_The problem:_
Rewrite the records below, replacing "pointer" with "locator" and leaving every other character as it is.

_Extracted information:_
========
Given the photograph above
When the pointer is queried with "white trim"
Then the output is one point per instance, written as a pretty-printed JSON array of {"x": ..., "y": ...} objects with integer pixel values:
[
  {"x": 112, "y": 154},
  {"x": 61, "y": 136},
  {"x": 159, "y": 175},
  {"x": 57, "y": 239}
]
========
_Worked answer:_
Given the photograph above
When the locator is queried with "white trim"
Then the output is one point per instance, written as a pretty-printed JSON array of {"x": ..., "y": ...} objects with integer pixel values:
[
  {"x": 112, "y": 154},
  {"x": 61, "y": 136},
  {"x": 159, "y": 175},
  {"x": 57, "y": 239}
]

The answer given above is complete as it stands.